- [Task directions]:
Copy every line of the data verbatim, with no changes.

- [Stored rows]:

◇ ◇ ◇ ◇ ◇ ◇ ◇

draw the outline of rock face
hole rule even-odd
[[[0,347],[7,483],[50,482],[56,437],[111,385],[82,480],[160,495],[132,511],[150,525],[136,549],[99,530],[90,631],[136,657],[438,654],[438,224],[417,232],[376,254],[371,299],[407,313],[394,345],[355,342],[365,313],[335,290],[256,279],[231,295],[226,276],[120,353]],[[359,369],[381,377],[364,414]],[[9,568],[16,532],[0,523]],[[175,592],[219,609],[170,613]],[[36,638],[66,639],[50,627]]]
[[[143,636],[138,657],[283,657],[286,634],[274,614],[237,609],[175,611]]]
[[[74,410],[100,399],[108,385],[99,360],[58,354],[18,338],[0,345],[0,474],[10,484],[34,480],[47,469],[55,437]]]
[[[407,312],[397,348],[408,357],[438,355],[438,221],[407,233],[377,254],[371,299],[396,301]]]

◇ ◇ ◇ ◇ ◇ ◇ ◇

- [Answer in full]:
draw the outline of rock face
hole rule even-odd
[[[0,347],[7,483],[50,482],[56,437],[111,385],[82,480],[160,495],[132,511],[150,525],[136,549],[99,530],[90,631],[136,657],[438,654],[438,224],[417,232],[376,254],[371,299],[407,313],[394,345],[355,342],[365,313],[335,290],[256,279],[231,295],[226,276],[120,353]],[[359,369],[381,377],[364,414]],[[9,568],[16,532],[0,523]],[[175,592],[219,609],[170,613]],[[36,638],[66,639],[50,627]]]
[[[143,636],[138,657],[283,657],[286,634],[274,614],[237,609],[175,611]]]
[[[74,410],[100,399],[108,385],[99,360],[58,354],[18,338],[0,345],[0,474],[10,484],[34,480],[47,469],[55,437]]]
[[[407,312],[397,348],[408,357],[438,355],[438,221],[407,233],[377,254],[371,299],[396,301]]]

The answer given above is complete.